*** Brano scelto ***

Con un telegramma e questo breve e conciso biglietto inizia l'avventura di Libero Andreotti nell'impresa della costruzione del Monumento alla Vittoria di Bolzano. Il progetto, partito, come abbiamo visto, il 12 febbraio 1926, procede, per merito di Piacentini, a grandi passi e con molta rapidità, e già il 12 giugno 1926 l'architetto scrive una lunga lettera ad Andreotti, dandogli le prime particolareggiate indicazioni sull'opera da compiere:

 

Roma 12 giugno 1926

Caro Andreotti,

Le ho spedito un primo schizzo dell'ara. Dopo lunghi colloqui avuti con alcuni del Comitato si è determinata l'idea di intensificare sempre più il concetto di dedicare il Monumento più alla Vittoria e meno o quasi affatto ai Martiri Trentini. In una parola è questo il Monumento che l'Italia erige per la sua guerra e per la sua vittoria. L'ara quindi che rappresenta l'elemento più significativo e spirituale di tutto il Monumento deve corrispondere a questo concetto. Mentre la vittoria è simboleggiata dalla grande figura del fastigio, nell'ara deve essere simboleggiata la guerra: insomma l'ara rappresenta sostanzialmente il Monumento al fante. Avrei perciò pensato di svolgere in essa una concezione completa, non episodica, ma epica, che dicesse nelle sue varie pagine la storia sintetica della guerra e l'esaltazione del soldato.
Sulla fronte principale il quadro di sinistra dovrebbe rappresentare la partenza del soldato che si distacca dalla madre attirato da una vittoria ad ali spiegate. I tre pannelli posteriori dovrebbero rappresentare la guerra combattuta: si potrebbero attribuire alla guerra della terra, del mare e del cielo.
Per questo o attingere ispirazione a un simbolismo classicheggiante, figurando nella prima la lotta di un uomo con un centauro, nella seconda una dea del mare in lotta con un uomo, e nella terza un'aquila che solleva un soldato, ovvero, più veristicamente, rappresentare nella prima un corpo-a-corpo tra due soldati, nella seconda una scena tragica nell'interno di un sottomarino, nella terza la morte di una o due figure (forse muliebri) colpite da una bomba lanciata da un aereoplano. Queste tre rappresentazioni simboleggerebbero pure implicitamente i tre sacrifizi, del soldato in combattimento, del soldato che muore per cause indirette, del cittadino.
Tornando sulla fronte principale il pannello di destra rappresenterebbe la fine della guerra, il ritorno dell'eroe morto, trasportato dalla vittoria ad ali spiegate. Questi due pannelli della fronte a loro volta possono simboleggiare i due grandi martìri: della donna (madre, sposa, sorella) e del soldato. Nel centro la resurrezione, la immortalizzazione, la incoronazione del milite ignoto che guarda in alto verso il cielo, incoronato di alloro.

*** Materiale estratto ***

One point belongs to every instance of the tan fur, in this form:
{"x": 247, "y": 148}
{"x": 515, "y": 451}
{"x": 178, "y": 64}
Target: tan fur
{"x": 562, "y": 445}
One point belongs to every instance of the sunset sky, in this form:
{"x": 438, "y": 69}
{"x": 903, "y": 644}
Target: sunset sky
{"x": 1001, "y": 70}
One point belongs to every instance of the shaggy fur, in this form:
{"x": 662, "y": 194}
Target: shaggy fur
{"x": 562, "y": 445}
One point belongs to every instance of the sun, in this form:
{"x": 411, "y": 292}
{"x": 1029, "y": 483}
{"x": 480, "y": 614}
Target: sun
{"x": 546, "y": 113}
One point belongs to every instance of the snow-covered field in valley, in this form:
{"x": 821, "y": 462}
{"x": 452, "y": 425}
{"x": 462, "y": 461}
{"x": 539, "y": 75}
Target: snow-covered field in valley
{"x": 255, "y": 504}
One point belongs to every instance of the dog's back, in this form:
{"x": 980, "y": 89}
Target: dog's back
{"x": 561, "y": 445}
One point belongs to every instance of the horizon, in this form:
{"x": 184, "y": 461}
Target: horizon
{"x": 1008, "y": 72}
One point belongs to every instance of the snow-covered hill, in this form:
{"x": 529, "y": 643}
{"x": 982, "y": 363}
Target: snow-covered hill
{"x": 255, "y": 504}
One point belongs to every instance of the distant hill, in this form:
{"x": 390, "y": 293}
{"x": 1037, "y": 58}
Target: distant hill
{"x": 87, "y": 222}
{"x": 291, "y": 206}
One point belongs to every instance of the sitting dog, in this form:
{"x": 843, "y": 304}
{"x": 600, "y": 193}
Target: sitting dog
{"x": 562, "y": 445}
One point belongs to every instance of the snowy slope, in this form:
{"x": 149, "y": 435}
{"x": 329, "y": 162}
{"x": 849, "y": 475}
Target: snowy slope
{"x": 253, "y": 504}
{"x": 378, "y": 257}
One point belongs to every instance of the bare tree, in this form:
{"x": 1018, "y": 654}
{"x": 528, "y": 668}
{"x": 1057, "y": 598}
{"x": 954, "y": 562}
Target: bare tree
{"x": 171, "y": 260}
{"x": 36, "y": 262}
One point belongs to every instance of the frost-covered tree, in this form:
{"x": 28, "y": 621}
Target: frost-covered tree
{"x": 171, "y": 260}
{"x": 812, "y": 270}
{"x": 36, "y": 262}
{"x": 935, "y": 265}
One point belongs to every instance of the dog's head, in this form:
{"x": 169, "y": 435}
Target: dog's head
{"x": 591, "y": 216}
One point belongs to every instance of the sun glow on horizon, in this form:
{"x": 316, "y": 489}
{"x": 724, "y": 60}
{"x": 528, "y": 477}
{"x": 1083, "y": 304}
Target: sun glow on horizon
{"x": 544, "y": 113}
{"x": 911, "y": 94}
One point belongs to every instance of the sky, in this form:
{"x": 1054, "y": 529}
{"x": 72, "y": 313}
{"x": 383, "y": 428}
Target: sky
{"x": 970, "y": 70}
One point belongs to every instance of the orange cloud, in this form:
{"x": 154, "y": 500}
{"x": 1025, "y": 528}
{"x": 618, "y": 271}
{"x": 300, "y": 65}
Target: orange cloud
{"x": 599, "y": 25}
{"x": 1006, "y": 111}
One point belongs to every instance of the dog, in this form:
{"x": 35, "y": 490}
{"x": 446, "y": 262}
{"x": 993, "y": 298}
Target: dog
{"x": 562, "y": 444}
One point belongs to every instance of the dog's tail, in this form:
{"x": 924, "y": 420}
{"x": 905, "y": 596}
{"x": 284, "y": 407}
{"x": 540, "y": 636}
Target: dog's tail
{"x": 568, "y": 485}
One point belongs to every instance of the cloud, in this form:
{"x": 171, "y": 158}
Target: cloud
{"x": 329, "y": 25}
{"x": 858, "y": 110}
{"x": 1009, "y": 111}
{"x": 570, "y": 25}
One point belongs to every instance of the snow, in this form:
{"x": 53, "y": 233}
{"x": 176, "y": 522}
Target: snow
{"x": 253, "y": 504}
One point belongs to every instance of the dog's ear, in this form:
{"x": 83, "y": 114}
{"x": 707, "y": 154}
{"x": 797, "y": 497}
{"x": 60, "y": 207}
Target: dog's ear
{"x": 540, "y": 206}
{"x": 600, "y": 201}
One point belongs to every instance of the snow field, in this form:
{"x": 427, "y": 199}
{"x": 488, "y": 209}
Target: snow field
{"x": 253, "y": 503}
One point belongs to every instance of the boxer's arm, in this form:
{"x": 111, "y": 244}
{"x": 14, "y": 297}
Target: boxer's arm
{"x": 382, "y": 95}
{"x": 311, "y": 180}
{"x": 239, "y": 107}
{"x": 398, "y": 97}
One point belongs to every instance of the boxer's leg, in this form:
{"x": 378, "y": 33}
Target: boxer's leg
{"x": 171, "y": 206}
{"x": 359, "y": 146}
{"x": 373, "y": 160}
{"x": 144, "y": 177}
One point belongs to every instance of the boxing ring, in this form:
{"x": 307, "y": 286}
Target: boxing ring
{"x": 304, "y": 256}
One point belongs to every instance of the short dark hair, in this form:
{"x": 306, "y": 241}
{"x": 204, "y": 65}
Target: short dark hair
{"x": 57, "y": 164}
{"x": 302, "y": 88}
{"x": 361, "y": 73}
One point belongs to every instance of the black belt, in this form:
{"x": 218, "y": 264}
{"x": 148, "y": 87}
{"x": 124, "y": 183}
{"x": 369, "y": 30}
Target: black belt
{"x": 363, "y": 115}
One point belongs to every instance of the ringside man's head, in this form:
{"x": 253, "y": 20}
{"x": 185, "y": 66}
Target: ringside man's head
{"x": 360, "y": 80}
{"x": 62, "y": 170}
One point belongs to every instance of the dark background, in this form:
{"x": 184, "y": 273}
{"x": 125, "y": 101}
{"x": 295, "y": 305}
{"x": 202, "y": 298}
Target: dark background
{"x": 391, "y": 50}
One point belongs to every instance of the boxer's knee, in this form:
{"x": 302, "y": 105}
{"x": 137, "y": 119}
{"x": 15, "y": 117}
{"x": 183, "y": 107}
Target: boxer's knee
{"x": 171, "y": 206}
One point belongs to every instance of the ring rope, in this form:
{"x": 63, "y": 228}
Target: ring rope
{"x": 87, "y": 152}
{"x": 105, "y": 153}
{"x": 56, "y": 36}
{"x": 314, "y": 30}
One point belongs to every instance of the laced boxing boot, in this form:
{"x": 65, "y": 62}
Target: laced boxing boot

***

◆ Il tuo compito:
Modifica il brano sul Monumento alla Vittoria riscrivendone il passo da "Per questo o" fino a "indirette, del cittadino." incluso, con "sommergibile" al posto di "sottomarino". Il materiale riportato è a sé stante e non ha legami con il brano.

◆ Soluzione:
Per questo o attingere ispirazione a un simbolismo classicheggiante, figurando nella prima la lotta di un uomo con un centauro, nella seconda una dea del mare in lotta con un uomo, e nella terza un'aquila che solleva un soldato, ovvero, più veristicamente, rappresentare nella prima un corpo-a-corpo tra due soldati, nella seconda una scena tragica nell'interno di un sommergibile, nella terza la morte di una o due figure (forse muliebri) colpite da una bomba lanciata da un aereoplano. Queste tre rappresentazioni simboleggerebbero pure implicitamente i tre sacrifizi, del soldato in combattimento, del soldato che muore per cause indirette, del cittadino.